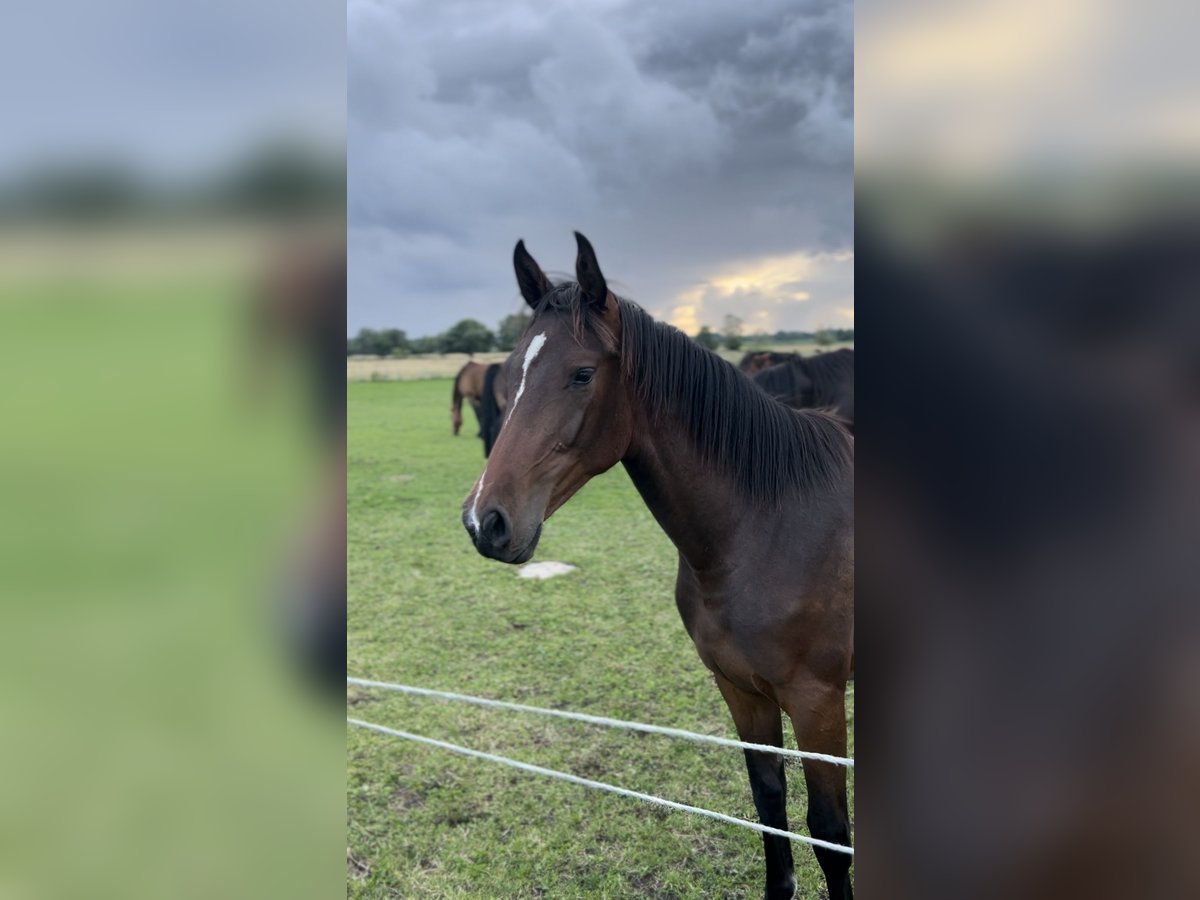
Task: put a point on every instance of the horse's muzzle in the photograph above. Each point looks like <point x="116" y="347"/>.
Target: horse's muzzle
<point x="493" y="537"/>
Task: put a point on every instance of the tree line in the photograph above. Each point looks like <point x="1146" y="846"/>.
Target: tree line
<point x="472" y="336"/>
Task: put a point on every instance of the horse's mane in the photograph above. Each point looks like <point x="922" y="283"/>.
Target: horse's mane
<point x="772" y="451"/>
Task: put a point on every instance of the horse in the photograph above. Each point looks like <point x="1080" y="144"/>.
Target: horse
<point x="492" y="403"/>
<point x="757" y="360"/>
<point x="826" y="381"/>
<point x="757" y="499"/>
<point x="469" y="384"/>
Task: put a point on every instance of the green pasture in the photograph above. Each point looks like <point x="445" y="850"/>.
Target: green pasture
<point x="426" y="610"/>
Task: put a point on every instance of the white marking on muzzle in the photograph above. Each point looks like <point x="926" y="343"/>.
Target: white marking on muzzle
<point x="473" y="513"/>
<point x="532" y="352"/>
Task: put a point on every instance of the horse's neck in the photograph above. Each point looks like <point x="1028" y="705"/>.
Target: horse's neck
<point x="694" y="504"/>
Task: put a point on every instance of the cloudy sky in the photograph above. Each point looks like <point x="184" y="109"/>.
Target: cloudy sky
<point x="705" y="148"/>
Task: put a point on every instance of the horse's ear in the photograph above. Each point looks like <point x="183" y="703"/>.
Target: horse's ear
<point x="588" y="275"/>
<point x="533" y="281"/>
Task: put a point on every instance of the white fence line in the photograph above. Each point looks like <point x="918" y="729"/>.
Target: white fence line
<point x="601" y="786"/>
<point x="604" y="720"/>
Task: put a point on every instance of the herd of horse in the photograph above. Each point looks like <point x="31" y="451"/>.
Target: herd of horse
<point x="756" y="496"/>
<point x="821" y="382"/>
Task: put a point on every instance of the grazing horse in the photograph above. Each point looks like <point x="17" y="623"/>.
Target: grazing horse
<point x="756" y="497"/>
<point x="492" y="403"/>
<point x="757" y="360"/>
<point x="469" y="384"/>
<point x="826" y="382"/>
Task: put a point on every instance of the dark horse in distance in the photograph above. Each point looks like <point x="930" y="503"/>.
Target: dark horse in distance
<point x="486" y="390"/>
<point x="757" y="360"/>
<point x="467" y="384"/>
<point x="821" y="382"/>
<point x="756" y="497"/>
<point x="492" y="403"/>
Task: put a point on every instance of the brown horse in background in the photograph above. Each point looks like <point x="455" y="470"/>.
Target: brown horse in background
<point x="821" y="382"/>
<point x="469" y="384"/>
<point x="756" y="497"/>
<point x="492" y="403"/>
<point x="757" y="360"/>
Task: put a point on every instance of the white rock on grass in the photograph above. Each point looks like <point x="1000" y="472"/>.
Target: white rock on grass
<point x="545" y="570"/>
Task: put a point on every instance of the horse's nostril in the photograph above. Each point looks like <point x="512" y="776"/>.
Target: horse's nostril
<point x="495" y="527"/>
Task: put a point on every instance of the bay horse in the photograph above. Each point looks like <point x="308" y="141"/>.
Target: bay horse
<point x="756" y="497"/>
<point x="826" y="382"/>
<point x="469" y="384"/>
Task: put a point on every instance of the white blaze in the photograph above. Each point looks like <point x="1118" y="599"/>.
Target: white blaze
<point x="473" y="514"/>
<point x="532" y="352"/>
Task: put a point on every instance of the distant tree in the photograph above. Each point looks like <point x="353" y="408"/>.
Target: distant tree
<point x="510" y="330"/>
<point x="732" y="333"/>
<point x="396" y="341"/>
<point x="426" y="345"/>
<point x="370" y="342"/>
<point x="708" y="339"/>
<point x="367" y="342"/>
<point x="468" y="336"/>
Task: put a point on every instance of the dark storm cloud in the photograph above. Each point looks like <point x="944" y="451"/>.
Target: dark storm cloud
<point x="688" y="142"/>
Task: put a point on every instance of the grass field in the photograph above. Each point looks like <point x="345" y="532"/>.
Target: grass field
<point x="437" y="365"/>
<point x="426" y="610"/>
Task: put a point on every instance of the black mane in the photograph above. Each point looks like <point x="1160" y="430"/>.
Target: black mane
<point x="772" y="451"/>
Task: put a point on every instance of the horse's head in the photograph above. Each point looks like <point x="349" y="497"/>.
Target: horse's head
<point x="569" y="414"/>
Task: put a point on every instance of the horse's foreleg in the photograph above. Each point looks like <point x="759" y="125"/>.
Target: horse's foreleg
<point x="757" y="720"/>
<point x="819" y="715"/>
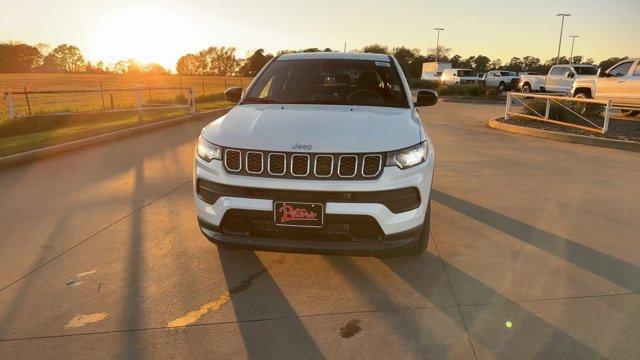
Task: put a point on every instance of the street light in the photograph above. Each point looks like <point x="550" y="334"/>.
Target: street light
<point x="560" y="42"/>
<point x="437" y="43"/>
<point x="573" y="39"/>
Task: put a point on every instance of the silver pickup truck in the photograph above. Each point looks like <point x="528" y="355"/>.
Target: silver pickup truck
<point x="620" y="84"/>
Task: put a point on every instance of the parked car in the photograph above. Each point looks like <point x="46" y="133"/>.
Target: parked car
<point x="323" y="152"/>
<point x="432" y="71"/>
<point x="458" y="76"/>
<point x="481" y="78"/>
<point x="559" y="79"/>
<point x="500" y="79"/>
<point x="620" y="84"/>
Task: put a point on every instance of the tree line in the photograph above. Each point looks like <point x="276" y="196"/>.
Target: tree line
<point x="222" y="61"/>
<point x="22" y="58"/>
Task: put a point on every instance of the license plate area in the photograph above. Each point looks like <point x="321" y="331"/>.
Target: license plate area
<point x="297" y="214"/>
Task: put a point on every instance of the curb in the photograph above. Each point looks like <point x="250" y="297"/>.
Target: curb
<point x="35" y="154"/>
<point x="570" y="138"/>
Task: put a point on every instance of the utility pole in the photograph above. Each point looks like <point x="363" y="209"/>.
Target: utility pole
<point x="573" y="39"/>
<point x="560" y="41"/>
<point x="437" y="43"/>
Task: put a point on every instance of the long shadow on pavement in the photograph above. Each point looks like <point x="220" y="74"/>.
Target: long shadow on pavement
<point x="288" y="338"/>
<point x="606" y="266"/>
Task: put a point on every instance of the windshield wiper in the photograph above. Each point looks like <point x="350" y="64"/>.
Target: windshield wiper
<point x="319" y="101"/>
<point x="259" y="100"/>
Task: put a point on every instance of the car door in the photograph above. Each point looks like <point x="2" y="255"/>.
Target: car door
<point x="610" y="86"/>
<point x="567" y="77"/>
<point x="631" y="86"/>
<point x="552" y="82"/>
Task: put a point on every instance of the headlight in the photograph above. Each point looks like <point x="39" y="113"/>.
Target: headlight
<point x="409" y="157"/>
<point x="208" y="151"/>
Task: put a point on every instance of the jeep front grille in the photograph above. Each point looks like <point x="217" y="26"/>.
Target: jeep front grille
<point x="304" y="165"/>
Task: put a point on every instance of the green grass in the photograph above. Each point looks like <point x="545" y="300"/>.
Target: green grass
<point x="26" y="134"/>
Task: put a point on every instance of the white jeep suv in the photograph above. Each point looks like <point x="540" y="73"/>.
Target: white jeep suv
<point x="324" y="152"/>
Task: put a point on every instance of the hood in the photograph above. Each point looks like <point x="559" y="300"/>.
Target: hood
<point x="325" y="128"/>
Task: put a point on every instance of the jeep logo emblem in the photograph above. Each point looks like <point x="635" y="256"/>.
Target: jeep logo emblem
<point x="297" y="146"/>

========================================

DIRECTIONS FOR THIS TASK =>
Reproduce every one of the records with "photograph" swapped for "image" wherever it occurs and all else kept the same. Leave the pictures out.

THE REPLY =>
Task: put a point on every instance of the horse's muzzle in the image above. Each point looks like <point x="116" y="347"/>.
Target: horse's muzzle
<point x="493" y="537"/>
Task: put a point on every instance of the tree line in the image above. Each point looks like <point x="1146" y="846"/>.
Target: tree line
<point x="472" y="336"/>
Task: put a point on every instance of the horse's mane in the image above. Each point looks like <point x="922" y="283"/>.
Target: horse's mane
<point x="772" y="451"/>
Task: put a point on every instance of the horse in the image above. Each point looks like <point x="1080" y="144"/>.
Target: horse
<point x="492" y="403"/>
<point x="757" y="360"/>
<point x="826" y="381"/>
<point x="757" y="499"/>
<point x="469" y="384"/>
Task: put a point on every instance of the green pasture in the image above. Each point looks like <point x="445" y="850"/>.
Target: green pasture
<point x="426" y="610"/>
Task: put a point on every instance of the white marking on muzzle in the image above. Each point looks like <point x="926" y="343"/>.
Target: white marking on muzzle
<point x="473" y="513"/>
<point x="532" y="352"/>
Task: put a point on every instance of the horse's neck in the image above. Each point looks like <point x="1028" y="705"/>.
Target: horse's neck
<point x="694" y="504"/>
Task: put a point on every instance of the cloudy sky in the image above. Each point looks like <point x="184" y="109"/>.
Target: cloudy sky
<point x="705" y="148"/>
Task: put a point on every instance of the horse's ear in the image above. Each point looks like <point x="183" y="703"/>.
Target: horse's ear
<point x="588" y="275"/>
<point x="533" y="281"/>
Task: put a point on every instance of the white fence line in the image above. Each point looks like <point x="918" y="729"/>.
Target: white fence line
<point x="601" y="786"/>
<point x="604" y="720"/>
Task: put a point on every instance of the herd of horse in the image above. Each point looks like <point x="31" y="451"/>.
Target: herd of horse
<point x="756" y="496"/>
<point x="821" y="382"/>
Task: put a point on every instance of the grazing horse in the image above. Each point looks like <point x="17" y="623"/>.
Target: grazing horse
<point x="756" y="497"/>
<point x="492" y="403"/>
<point x="757" y="360"/>
<point x="469" y="384"/>
<point x="826" y="382"/>
Task: put a point on every instance of the dark horse in distance in the image above. Each point looks like <point x="930" y="503"/>.
Target: dark horse in distance
<point x="486" y="390"/>
<point x="757" y="360"/>
<point x="467" y="384"/>
<point x="821" y="382"/>
<point x="756" y="497"/>
<point x="492" y="403"/>
Task: put a point on every instance of the brown horse in background in the image above. Each point looks like <point x="455" y="470"/>.
Target: brown horse in background
<point x="821" y="382"/>
<point x="469" y="384"/>
<point x="756" y="497"/>
<point x="492" y="403"/>
<point x="757" y="360"/>
Task: put a point on every instance of the white rock on grass in the image above. Each point looks like <point x="1000" y="472"/>.
Target: white rock on grass
<point x="545" y="570"/>
Task: put a point on every instance of the horse's nostril in the image above. Each point looks like <point x="512" y="776"/>.
Target: horse's nostril
<point x="495" y="527"/>
Task: put a point on every instance of the bay horse in the image above. Each point looks like <point x="308" y="141"/>.
Target: bay horse
<point x="756" y="497"/>
<point x="826" y="382"/>
<point x="469" y="384"/>
Task: put a point on every instance of the white blaze in the image above. Each point looks like <point x="1118" y="599"/>.
Target: white blaze
<point x="473" y="514"/>
<point x="532" y="352"/>
Task: put a point on every instance of the distant tree in the image above. Each point looks like <point x="353" y="408"/>.
Target: distant tree
<point x="510" y="330"/>
<point x="732" y="333"/>
<point x="396" y="341"/>
<point x="426" y="345"/>
<point x="370" y="342"/>
<point x="708" y="339"/>
<point x="367" y="342"/>
<point x="468" y="336"/>
Task: put a point on every instance of the dark storm cloud in the image above. Each point looks like <point x="944" y="451"/>.
Target: dark storm cloud
<point x="688" y="142"/>
Task: put a point on every instance of the grass field in the image above. Each point looks like <point x="345" y="532"/>.
Target: grass field
<point x="437" y="365"/>
<point x="426" y="610"/>
Task: put a point on every instance of the black mane in the image above. Each point looks like <point x="1160" y="430"/>.
Target: black mane
<point x="772" y="451"/>
Task: put a point on every instance of the horse's head in the image above. Each point looks like <point x="349" y="497"/>.
Target: horse's head
<point x="569" y="414"/>
Task: put a point on every instance of the horse's foreleg in the image above. Each point looks like <point x="759" y="125"/>.
Target: horse's foreleg
<point x="757" y="720"/>
<point x="819" y="715"/>
Task: put a point on every instance of the street light in the image above. Each point looks like <point x="550" y="334"/>.
Target: street light
<point x="560" y="42"/>
<point x="437" y="43"/>
<point x="573" y="39"/>
Task: put a point on every instance of the silver pickup truck in the image above. Each point looks like <point x="528" y="355"/>.
Target: silver pickup truck
<point x="620" y="84"/>
Task: put a point on every instance of the parked car in the image above. Each point looks like <point x="46" y="133"/>.
Target: parked car
<point x="323" y="152"/>
<point x="432" y="71"/>
<point x="458" y="76"/>
<point x="481" y="78"/>
<point x="559" y="79"/>
<point x="500" y="79"/>
<point x="620" y="84"/>
Task: put a point on every instance of the tree line in the image above. Each point looks like <point x="276" y="196"/>.
Target: tree line
<point x="222" y="61"/>
<point x="22" y="58"/>
Task: put a point on every instance of the license plate area in the image above. Each point looks like <point x="321" y="331"/>.
Target: license plate area
<point x="297" y="214"/>
Task: put a point on every instance of the curb in the image above. Each point looks like <point x="250" y="297"/>.
Target: curb
<point x="35" y="154"/>
<point x="570" y="138"/>
Task: put a point on every instance of the utility pole in the image above. Each point looks like <point x="363" y="209"/>.
Target: utility pole
<point x="573" y="39"/>
<point x="560" y="41"/>
<point x="437" y="43"/>
Task: put a point on every instance of the long shadow on pavement in the image above. Each point looks like <point x="220" y="74"/>.
Target: long shadow on pavement
<point x="288" y="338"/>
<point x="606" y="266"/>
Task: put a point on every instance of the windshield wiper in the image above. Each point looks like <point x="350" y="64"/>.
Target: windshield wiper
<point x="319" y="101"/>
<point x="259" y="100"/>
Task: put a point on every instance of the car door in the image above. Each point looks like <point x="2" y="255"/>.
Target: car door
<point x="610" y="86"/>
<point x="567" y="77"/>
<point x="631" y="86"/>
<point x="552" y="82"/>
Task: put a point on every instance of the headlight in the image above. Each point looks like <point x="39" y="113"/>.
Target: headlight
<point x="409" y="157"/>
<point x="208" y="151"/>
Task: put a point on every instance of the jeep front grille in the image above. Each point looks like <point x="217" y="26"/>.
Target: jeep front grille
<point x="304" y="165"/>
Task: put a point on every instance of the green grass in the image above. Each point looks like <point x="545" y="300"/>.
Target: green grass
<point x="26" y="134"/>
Task: put a point on every instance of the white jeep suv in the image above. Each point looks like <point x="540" y="73"/>.
Target: white jeep suv
<point x="324" y="152"/>
Task: put a point on every instance of the hood in the image above. Each point looks like <point x="559" y="300"/>.
Target: hood
<point x="325" y="128"/>
Task: put a point on every instance of the jeep logo emblem in the image above. Each point looks like <point x="635" y="256"/>.
Target: jeep logo emblem
<point x="297" y="146"/>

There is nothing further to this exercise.